▶ **YOUR TASKS**:
1. Rewrite the passage on patent evergreening in Thailand, starting with "He was speaking" and going on through "a foreign investor.", with "Supreme Court" changed to "Administrative Court".
2. Pick up the passage on patent evergreening in Thailand after its final sentence and carry it further.

▶ **TEXT SEGMENT**:

- - - - -

Of the 2,188 patent requests submitted between 2000 and 2010, 84 per cent were the “evergreening type”, the study found.

Aids Access Foundation’s representative Chalermsak Kittitrakul has estimated that evergreening had already caused more than Bt8.5 billion in damage to Thailand over the past two decades. 

He was speaking at a recent academic seminar organised by the Thai Drug Watch Centre to highlight Thailand’s need to come to grips with the problem of patent evergreening. 

Chalermsak

Earlier this month, the Supreme Court ruled that Valsartan could no longer be patented after the original patent expires because the second patent involved just a manufacturing method that even pharmacy students knew about.

However, as the legal battle between the patent holder and a Thai firm dragged on for more than seven years, the damage done to the latter’s reputation during the battle were so serious that it had to sell its business to a foreign investor.

- - - - -

▶ **PROVIDED INFORMATION**:
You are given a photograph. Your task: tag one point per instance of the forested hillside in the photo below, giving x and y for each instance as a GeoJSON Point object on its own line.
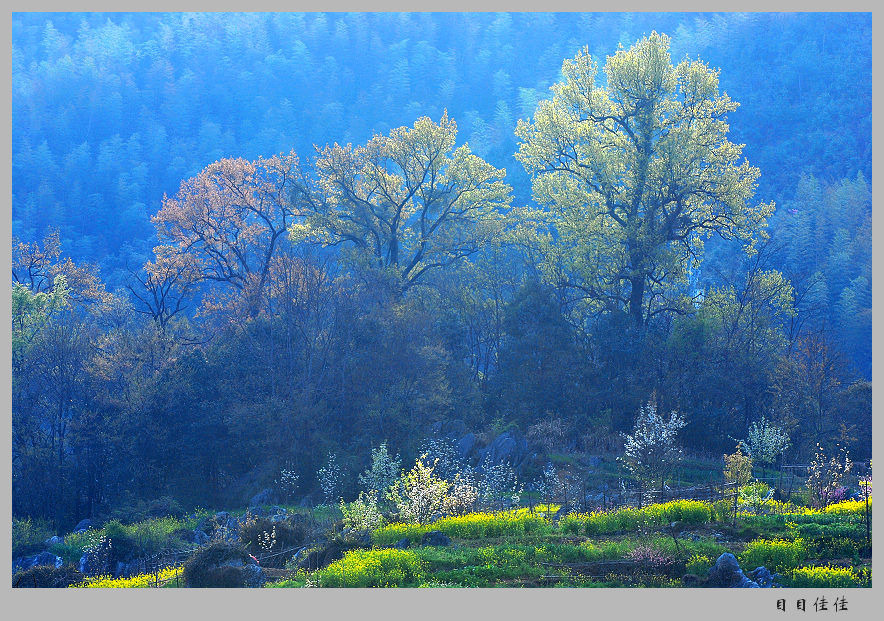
{"type": "Point", "coordinates": [243, 243]}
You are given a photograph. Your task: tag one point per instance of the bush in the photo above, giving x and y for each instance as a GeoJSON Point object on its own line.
{"type": "Point", "coordinates": [260, 534]}
{"type": "Point", "coordinates": [75, 545]}
{"type": "Point", "coordinates": [207, 568]}
{"type": "Point", "coordinates": [362, 514]}
{"type": "Point", "coordinates": [373, 568]}
{"type": "Point", "coordinates": [776, 554]}
{"type": "Point", "coordinates": [826, 577]}
{"type": "Point", "coordinates": [699, 565]}
{"type": "Point", "coordinates": [46, 576]}
{"type": "Point", "coordinates": [470, 526]}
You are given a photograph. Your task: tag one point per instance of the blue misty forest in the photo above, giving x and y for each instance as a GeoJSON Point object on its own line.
{"type": "Point", "coordinates": [441, 299]}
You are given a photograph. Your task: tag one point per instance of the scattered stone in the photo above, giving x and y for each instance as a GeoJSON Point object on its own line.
{"type": "Point", "coordinates": [435, 538]}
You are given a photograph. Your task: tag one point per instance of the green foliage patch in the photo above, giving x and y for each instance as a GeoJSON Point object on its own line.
{"type": "Point", "coordinates": [825, 577]}
{"type": "Point", "coordinates": [777, 555]}
{"type": "Point", "coordinates": [373, 568]}
{"type": "Point", "coordinates": [470, 526]}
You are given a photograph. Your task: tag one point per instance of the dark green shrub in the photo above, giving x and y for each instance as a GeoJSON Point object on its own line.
{"type": "Point", "coordinates": [212, 566]}
{"type": "Point", "coordinates": [28, 536]}
{"type": "Point", "coordinates": [46, 576]}
{"type": "Point", "coordinates": [122, 546]}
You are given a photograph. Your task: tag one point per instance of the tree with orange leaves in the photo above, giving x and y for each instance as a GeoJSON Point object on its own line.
{"type": "Point", "coordinates": [230, 220]}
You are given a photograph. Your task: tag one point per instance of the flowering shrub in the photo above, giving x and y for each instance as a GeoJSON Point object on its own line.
{"type": "Point", "coordinates": [382, 474]}
{"type": "Point", "coordinates": [826, 475]}
{"type": "Point", "coordinates": [462, 495]}
{"type": "Point", "coordinates": [699, 565]}
{"type": "Point", "coordinates": [766, 442]}
{"type": "Point", "coordinates": [419, 494]}
{"type": "Point", "coordinates": [362, 514]}
{"type": "Point", "coordinates": [499, 487]}
{"type": "Point", "coordinates": [650, 449]}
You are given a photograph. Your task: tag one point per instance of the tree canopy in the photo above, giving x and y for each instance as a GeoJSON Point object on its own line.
{"type": "Point", "coordinates": [637, 171]}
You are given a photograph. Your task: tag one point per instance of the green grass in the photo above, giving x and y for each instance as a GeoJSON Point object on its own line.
{"type": "Point", "coordinates": [631, 518]}
{"type": "Point", "coordinates": [827, 577]}
{"type": "Point", "coordinates": [778, 555]}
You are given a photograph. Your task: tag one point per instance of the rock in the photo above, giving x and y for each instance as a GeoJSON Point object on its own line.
{"type": "Point", "coordinates": [726, 573]}
{"type": "Point", "coordinates": [435, 538]}
{"type": "Point", "coordinates": [763, 577]}
{"type": "Point", "coordinates": [266, 496]}
{"type": "Point", "coordinates": [465, 446]}
{"type": "Point", "coordinates": [509, 447]}
{"type": "Point", "coordinates": [24, 563]}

- - - - -

▶ **ANSWER SET**:
1.
He was speaking at a recent academic seminar organised by the Thai Drug Watch Centre to highlight Thailand’s need to come to grips with the problem of patent evergreening. 

Chalermsak

Earlier this month, the Administrative Court ruled that Valsartan could no longer be patented after the original patent expires because the second patent involved just a manufacturing method that even pharmacy students knew about.

However, as the legal battle between the patent holder and a Thai firm dragged on for more than seven years, the damage done to the latter’s reputation during the battle were so serious that it had to sell its business to a foreign investor.

2.
Usawadee

“Original-drug manufacturers have widely used the evergreening tactic. They have sought patents for products that get some minor revamp, something that is not innovative enough to warrant patent protection,” Dr Usawadee Sutapuk, a researcher and lecturer at Payap University’s Faculty of Pharmacy, said at the same seminar. 

She said that of 31 patents granted between 2000 and 2010, 70 per cent fell into the “evergreening category”. 

“This means 70 per cent of the patents should have not been granted,” she emphasised. 

In Usawadee’s opinion, the evergreening problem and the Intellectual Property Department’s workload would be reduced if major changes were made to the patent-review process.

Yupadee

Assistant Professor Yupadee Sirisinsuk, a deputy manager at the Thai Drug Watch Centre, said if evergreening persisted, pharmaceutical users would suffer and have difficulty accessing necessary drugs. 

“With evergreening of patents, drugs are very expensive,” she said. 

Yupadee hoped the Intellectual Property Department would strictly screen patent requests based on its manual.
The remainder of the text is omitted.